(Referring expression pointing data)
———

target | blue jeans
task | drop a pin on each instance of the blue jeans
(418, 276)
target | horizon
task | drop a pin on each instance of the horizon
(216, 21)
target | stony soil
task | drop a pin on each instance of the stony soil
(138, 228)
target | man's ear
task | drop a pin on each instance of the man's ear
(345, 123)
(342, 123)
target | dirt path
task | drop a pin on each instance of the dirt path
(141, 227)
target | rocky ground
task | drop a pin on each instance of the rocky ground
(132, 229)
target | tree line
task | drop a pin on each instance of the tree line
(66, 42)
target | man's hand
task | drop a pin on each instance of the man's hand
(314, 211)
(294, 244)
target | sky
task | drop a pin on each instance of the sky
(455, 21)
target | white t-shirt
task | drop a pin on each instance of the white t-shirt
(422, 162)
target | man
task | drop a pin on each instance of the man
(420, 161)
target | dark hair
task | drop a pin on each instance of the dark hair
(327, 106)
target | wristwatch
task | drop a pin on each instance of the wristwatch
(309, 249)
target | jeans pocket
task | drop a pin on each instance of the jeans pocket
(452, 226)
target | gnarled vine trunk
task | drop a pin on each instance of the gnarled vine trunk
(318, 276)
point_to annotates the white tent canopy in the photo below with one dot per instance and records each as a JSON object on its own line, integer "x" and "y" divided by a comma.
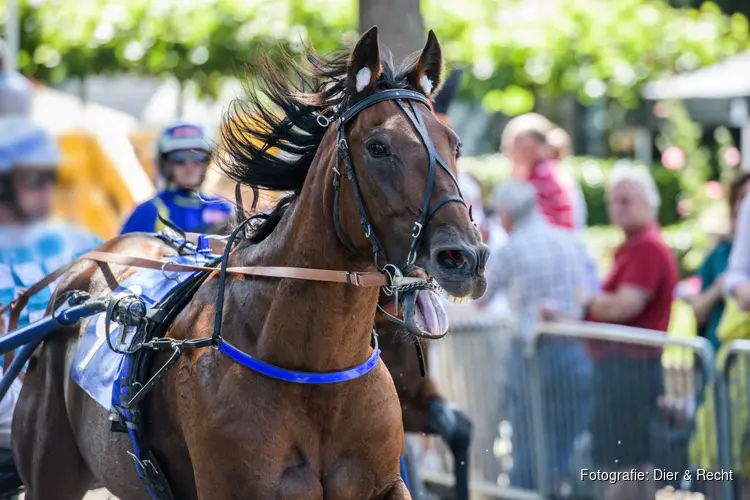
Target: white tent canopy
{"x": 725, "y": 80}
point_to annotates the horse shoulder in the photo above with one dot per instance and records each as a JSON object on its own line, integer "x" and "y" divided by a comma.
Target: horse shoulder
{"x": 100, "y": 278}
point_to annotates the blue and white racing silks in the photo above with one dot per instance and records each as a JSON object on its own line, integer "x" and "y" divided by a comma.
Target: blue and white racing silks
{"x": 29, "y": 253}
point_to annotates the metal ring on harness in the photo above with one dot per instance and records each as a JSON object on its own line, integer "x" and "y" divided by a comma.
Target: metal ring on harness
{"x": 323, "y": 121}
{"x": 175, "y": 277}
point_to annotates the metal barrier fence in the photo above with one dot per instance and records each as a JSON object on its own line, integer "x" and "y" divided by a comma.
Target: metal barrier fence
{"x": 732, "y": 406}
{"x": 548, "y": 409}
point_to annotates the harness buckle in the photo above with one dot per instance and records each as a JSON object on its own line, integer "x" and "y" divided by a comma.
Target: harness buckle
{"x": 175, "y": 277}
{"x": 352, "y": 278}
{"x": 323, "y": 121}
{"x": 411, "y": 258}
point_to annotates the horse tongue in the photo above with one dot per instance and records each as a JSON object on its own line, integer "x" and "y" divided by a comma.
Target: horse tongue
{"x": 430, "y": 313}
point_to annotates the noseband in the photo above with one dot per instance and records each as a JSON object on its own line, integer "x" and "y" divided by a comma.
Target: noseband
{"x": 407, "y": 101}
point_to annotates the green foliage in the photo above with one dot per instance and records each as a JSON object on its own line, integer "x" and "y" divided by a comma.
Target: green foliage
{"x": 592, "y": 174}
{"x": 593, "y": 48}
{"x": 515, "y": 51}
{"x": 687, "y": 237}
{"x": 193, "y": 40}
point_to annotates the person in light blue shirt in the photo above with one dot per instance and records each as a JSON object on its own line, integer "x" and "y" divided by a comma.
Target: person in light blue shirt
{"x": 30, "y": 246}
{"x": 183, "y": 156}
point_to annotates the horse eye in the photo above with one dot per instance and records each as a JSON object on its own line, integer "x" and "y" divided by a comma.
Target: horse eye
{"x": 376, "y": 149}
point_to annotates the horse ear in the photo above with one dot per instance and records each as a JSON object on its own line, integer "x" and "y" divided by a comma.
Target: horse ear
{"x": 425, "y": 76}
{"x": 364, "y": 65}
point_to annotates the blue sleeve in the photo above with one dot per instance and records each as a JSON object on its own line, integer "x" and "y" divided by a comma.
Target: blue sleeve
{"x": 142, "y": 220}
{"x": 738, "y": 270}
{"x": 7, "y": 292}
{"x": 707, "y": 271}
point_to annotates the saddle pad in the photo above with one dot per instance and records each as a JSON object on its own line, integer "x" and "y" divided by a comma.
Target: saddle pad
{"x": 95, "y": 366}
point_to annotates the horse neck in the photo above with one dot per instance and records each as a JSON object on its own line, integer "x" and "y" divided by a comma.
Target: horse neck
{"x": 306, "y": 325}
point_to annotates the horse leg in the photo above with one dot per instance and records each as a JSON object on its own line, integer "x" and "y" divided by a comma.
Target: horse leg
{"x": 397, "y": 491}
{"x": 44, "y": 445}
{"x": 455, "y": 429}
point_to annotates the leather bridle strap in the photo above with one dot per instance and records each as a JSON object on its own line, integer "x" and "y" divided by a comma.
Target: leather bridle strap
{"x": 406, "y": 100}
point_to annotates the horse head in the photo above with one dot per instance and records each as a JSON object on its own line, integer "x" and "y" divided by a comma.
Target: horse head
{"x": 404, "y": 162}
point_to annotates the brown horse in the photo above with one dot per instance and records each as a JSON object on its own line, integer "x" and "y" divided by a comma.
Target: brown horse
{"x": 424, "y": 409}
{"x": 219, "y": 430}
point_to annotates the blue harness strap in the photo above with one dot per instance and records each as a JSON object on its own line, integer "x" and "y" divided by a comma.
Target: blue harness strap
{"x": 297, "y": 377}
{"x": 404, "y": 472}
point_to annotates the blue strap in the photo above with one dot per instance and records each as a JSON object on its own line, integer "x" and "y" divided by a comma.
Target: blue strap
{"x": 296, "y": 377}
{"x": 404, "y": 472}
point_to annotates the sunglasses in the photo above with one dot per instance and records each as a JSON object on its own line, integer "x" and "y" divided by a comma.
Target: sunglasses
{"x": 32, "y": 181}
{"x": 181, "y": 158}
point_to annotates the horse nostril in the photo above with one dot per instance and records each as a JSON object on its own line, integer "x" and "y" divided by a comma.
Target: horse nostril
{"x": 453, "y": 259}
{"x": 483, "y": 256}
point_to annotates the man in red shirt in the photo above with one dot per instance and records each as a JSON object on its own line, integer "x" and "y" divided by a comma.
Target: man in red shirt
{"x": 533, "y": 160}
{"x": 628, "y": 379}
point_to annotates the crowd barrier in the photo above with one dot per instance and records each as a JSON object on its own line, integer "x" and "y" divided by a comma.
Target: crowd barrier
{"x": 554, "y": 420}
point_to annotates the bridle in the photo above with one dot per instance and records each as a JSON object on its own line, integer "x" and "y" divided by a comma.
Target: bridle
{"x": 407, "y": 101}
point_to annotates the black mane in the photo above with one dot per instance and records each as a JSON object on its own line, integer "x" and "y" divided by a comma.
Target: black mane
{"x": 271, "y": 137}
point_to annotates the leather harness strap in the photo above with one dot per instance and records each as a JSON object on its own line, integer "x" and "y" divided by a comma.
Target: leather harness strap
{"x": 350, "y": 278}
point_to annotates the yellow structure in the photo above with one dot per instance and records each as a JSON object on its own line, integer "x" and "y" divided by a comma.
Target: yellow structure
{"x": 96, "y": 189}
{"x": 101, "y": 179}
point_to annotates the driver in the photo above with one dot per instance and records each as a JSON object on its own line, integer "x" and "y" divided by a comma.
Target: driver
{"x": 183, "y": 156}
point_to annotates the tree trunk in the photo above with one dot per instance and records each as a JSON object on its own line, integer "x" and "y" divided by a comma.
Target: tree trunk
{"x": 180, "y": 111}
{"x": 400, "y": 24}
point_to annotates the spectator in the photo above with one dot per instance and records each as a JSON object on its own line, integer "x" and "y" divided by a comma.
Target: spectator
{"x": 559, "y": 142}
{"x": 708, "y": 305}
{"x": 524, "y": 141}
{"x": 737, "y": 276}
{"x": 541, "y": 268}
{"x": 638, "y": 293}
{"x": 30, "y": 246}
{"x": 492, "y": 231}
{"x": 183, "y": 153}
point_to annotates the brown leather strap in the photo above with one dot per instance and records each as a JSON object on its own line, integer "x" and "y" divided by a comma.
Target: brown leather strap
{"x": 17, "y": 305}
{"x": 390, "y": 308}
{"x": 351, "y": 278}
{"x": 303, "y": 273}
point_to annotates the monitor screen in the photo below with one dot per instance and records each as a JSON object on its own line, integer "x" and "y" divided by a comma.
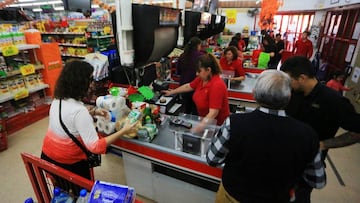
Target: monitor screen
{"x": 205, "y": 18}
{"x": 82, "y": 6}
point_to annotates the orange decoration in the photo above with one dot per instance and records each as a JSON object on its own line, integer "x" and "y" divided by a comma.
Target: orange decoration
{"x": 6, "y": 2}
{"x": 269, "y": 9}
{"x": 104, "y": 5}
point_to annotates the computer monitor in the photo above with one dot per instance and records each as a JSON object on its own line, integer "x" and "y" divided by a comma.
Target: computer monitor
{"x": 82, "y": 6}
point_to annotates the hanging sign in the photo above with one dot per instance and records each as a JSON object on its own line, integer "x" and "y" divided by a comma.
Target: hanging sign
{"x": 21, "y": 94}
{"x": 10, "y": 50}
{"x": 27, "y": 69}
{"x": 231, "y": 16}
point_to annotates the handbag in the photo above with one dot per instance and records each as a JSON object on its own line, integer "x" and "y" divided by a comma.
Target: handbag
{"x": 92, "y": 159}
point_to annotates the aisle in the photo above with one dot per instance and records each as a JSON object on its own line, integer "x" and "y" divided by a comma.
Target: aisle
{"x": 16, "y": 187}
{"x": 15, "y": 184}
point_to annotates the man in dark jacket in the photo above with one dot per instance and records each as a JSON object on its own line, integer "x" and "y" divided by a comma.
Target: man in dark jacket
{"x": 265, "y": 152}
{"x": 322, "y": 108}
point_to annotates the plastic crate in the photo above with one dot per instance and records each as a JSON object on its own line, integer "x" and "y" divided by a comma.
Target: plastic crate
{"x": 3, "y": 141}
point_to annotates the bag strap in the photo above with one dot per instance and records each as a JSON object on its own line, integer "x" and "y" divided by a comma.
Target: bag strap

———

**EXERCISE BRIEF**
From the records above, repeat exactly the lines from the one with "Target: bridle" through the one with "point_to annotates the leather harness", both included.

**YOUR RESPONSE**
Target: bridle
{"x": 407, "y": 101}
point_to annotates the black mane in the photo above with one dot per instance and records each as a JSON object on its own line, integer "x" and "y" divided by a comma.
Target: black mane
{"x": 271, "y": 137}
point_to annotates the leather harness strap in the photo above with one dot per instance and records each as a JSON object on its own line, integer "x" and "y" divided by a comma.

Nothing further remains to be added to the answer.